┌──
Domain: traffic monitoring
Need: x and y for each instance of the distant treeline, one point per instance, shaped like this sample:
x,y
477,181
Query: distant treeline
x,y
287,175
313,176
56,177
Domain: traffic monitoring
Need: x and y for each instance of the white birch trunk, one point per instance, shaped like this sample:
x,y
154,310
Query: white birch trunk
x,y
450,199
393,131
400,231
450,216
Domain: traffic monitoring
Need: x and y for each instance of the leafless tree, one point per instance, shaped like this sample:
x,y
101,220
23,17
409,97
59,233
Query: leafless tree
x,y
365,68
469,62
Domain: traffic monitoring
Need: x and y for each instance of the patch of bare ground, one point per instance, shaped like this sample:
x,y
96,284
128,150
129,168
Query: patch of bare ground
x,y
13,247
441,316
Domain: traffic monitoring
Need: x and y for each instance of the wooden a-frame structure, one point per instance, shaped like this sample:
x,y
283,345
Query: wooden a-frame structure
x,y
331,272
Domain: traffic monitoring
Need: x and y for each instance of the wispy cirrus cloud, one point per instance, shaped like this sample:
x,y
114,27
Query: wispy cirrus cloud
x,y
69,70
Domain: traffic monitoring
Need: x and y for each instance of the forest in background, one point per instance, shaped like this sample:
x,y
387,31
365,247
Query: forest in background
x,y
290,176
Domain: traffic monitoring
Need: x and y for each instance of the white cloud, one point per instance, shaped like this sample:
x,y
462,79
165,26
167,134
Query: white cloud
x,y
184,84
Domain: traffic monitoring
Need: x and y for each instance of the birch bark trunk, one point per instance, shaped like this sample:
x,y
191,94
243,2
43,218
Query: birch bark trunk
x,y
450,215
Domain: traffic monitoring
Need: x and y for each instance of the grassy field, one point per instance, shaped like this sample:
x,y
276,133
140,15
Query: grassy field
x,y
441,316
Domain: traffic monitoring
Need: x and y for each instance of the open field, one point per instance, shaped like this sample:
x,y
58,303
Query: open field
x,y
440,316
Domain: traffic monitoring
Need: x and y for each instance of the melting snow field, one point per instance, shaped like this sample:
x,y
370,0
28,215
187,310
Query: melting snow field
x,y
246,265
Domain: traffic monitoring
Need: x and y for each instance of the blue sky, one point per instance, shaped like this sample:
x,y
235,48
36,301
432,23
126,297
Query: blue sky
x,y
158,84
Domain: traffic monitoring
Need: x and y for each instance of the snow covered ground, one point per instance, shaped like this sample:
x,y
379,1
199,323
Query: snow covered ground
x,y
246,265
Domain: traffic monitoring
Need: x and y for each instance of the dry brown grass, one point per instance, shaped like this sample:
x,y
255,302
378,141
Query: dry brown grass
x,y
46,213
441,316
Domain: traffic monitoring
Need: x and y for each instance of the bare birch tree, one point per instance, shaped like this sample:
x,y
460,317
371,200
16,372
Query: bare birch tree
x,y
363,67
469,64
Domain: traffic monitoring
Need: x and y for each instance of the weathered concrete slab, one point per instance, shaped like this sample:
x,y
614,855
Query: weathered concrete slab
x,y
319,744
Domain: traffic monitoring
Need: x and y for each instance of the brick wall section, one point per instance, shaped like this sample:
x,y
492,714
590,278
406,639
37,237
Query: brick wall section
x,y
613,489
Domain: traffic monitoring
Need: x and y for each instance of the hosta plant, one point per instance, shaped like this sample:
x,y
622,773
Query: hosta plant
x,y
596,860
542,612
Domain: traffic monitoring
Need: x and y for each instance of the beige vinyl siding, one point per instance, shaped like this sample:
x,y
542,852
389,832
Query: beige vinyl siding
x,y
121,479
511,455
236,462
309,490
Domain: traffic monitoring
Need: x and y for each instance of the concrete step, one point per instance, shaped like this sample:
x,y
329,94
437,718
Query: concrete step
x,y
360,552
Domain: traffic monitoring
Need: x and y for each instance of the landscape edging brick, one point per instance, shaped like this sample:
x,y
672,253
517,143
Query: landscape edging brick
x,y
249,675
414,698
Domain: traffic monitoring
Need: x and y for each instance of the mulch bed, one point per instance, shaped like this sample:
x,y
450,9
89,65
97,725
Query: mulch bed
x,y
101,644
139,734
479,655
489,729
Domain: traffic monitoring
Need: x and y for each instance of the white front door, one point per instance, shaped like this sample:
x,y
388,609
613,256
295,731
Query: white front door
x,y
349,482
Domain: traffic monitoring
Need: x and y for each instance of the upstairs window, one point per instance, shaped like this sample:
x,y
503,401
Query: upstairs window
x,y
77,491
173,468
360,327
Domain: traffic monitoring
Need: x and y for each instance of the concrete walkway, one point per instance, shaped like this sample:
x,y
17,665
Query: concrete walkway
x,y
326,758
└──
When you answer, retype all of the material exactly as it appears above.

● Output of the exercise
Domain: traffic monitoring
Need: x and y for each instance of the distant treeline, one point per instance, shaped like this sample:
x,y
477,181
Query: distant treeline
x,y
287,175
313,176
56,177
Domain: traffic monitoring
Need: x and y for each instance of the white birch trunk, one point per instance, shaped like this sample:
x,y
154,310
Query: white birch trunk
x,y
450,199
393,131
400,231
450,216
Domain: traffic monitoring
Need: x and y for each instance of the leafless tree, one point per instance, shaped like this sample:
x,y
101,220
23,17
409,97
59,233
Query: leafless tree
x,y
365,68
469,62
Domain: traffic monitoring
Need: x and y for each instance of the patch of bare ground, one point per instance, shaped like this sample:
x,y
96,284
128,150
129,168
Query: patch of bare ground
x,y
13,247
441,316
Domain: traffic monitoring
Need: x and y for each instance of the wooden a-frame structure, one point per instance, shaped like this sample:
x,y
283,345
Query: wooden a-frame structure
x,y
331,272
Domain: traffic monitoring
Need: x and y for each instance of the wispy cirrus cloud, one point per instance, shaped like this sample:
x,y
114,27
Query: wispy cirrus cloud
x,y
69,70
Domain: traffic monitoring
Need: x and y for each instance of the forest in background, one point per instance, shaped like this sample:
x,y
387,31
365,247
Query: forest in background
x,y
290,176
Domain: traffic monitoring
Need: x and y for each instance of the white cloud, one point per instance, shaped like this sample:
x,y
462,79
165,26
167,134
Query: white cloud
x,y
184,84
Domain: traffic monitoring
Need: x and y for each instance of the birch bark trunk, one point per instance, shaped like this sample:
x,y
191,94
243,2
43,218
Query: birch bark trunk
x,y
450,215
Domain: traffic monitoring
Need: x and y for each instance of the grassy field, one point per instance, shaped like this sample:
x,y
276,133
140,15
Query: grassy field
x,y
441,316
Domain: traffic monitoring
Need: x and y for each instance of the open field, one point per instance, shaped like this sample:
x,y
58,303
Query: open field
x,y
440,316
Domain: traffic monitoring
Need: x and y for each instance of the melting snow field, one point per instance, shaped like this sample:
x,y
370,0
28,215
187,310
Query: melting snow field
x,y
246,265
Domain: traffic monitoring
Need: x and y for each instance of the blue sky, one point per instance, shaped like this sample:
x,y
235,48
36,301
432,23
126,297
Query: blue sky
x,y
158,84
Domain: traffic monitoring
Need: x and y for each instance of the snow covered ground, one point per instance, shaped like this sample:
x,y
379,1
199,323
Query: snow covered ground
x,y
246,265
Domain: traffic monitoring
Need: x and y for each instance of the dry brown grass, one point per instance, shaped like this sample:
x,y
255,302
378,141
Query: dry brown grass
x,y
46,213
441,316
Domain: traffic monitoring
Need: x and y for each instance of the bare birch tree, one point per instance, shaped like this sample:
x,y
460,317
371,200
16,372
Query: bare birch tree
x,y
363,67
469,64
Domain: traffic monitoring
Need: x and y for each instance of the weathered concrete slab, one point per instance, shaped like this sample:
x,y
614,855
Query: weathered concrete slab
x,y
319,744
Domain: traffic monitoring
Need: x and y for each instance of the brick wall section, one point per instance, shaped like this sample:
x,y
492,714
590,278
406,639
37,237
Query: brick wall section
x,y
613,489
Domain: traffic monitoring
Need: x and y for each instance of the hosta plant, one point per instance, shaped like this sample:
x,y
622,773
Query: hosta plant
x,y
596,860
542,612
Domain: traffic monitoring
Need: x and y for each instance of the beige vinyl siding, one point per instance, shaped like this sample:
x,y
542,852
389,832
Query: beige vinyl siding
x,y
121,479
511,455
236,462
309,490
Domain: traffic monitoring
Need: x and y for each instance of the concrete step, one point per instance, shaped like this sample:
x,y
329,94
437,718
Query: concrete step
x,y
360,552
Domain: traffic monitoring
Need: x and y for each instance of the landscape edging brick, one point per instance, shaped like this sample:
x,y
672,253
517,143
Query: landscape edging brick
x,y
249,675
414,698
Domain: traffic monitoring
Need: x and y for each instance of the mulch bed, one point per instance, shaped like this sample:
x,y
450,9
89,65
97,725
Query: mulch bed
x,y
101,644
139,734
479,655
489,729
Domain: traffic monitoring
Need: x and y for each instance of the white front door, one point per instance, shaped like this sample:
x,y
388,609
613,256
295,731
Query: white front door
x,y
349,482
Domain: traffic monitoring
Need: x and y for each instance of the upstairs window, one point per instance, shaped like this sample:
x,y
503,401
Query: upstairs window
x,y
77,491
173,468
360,327
Domain: traffic monitoring
Need: x and y for each instance of the concrete walkway, one point per instance, shaped like this sample:
x,y
17,665
Query: concrete walkway
x,y
326,758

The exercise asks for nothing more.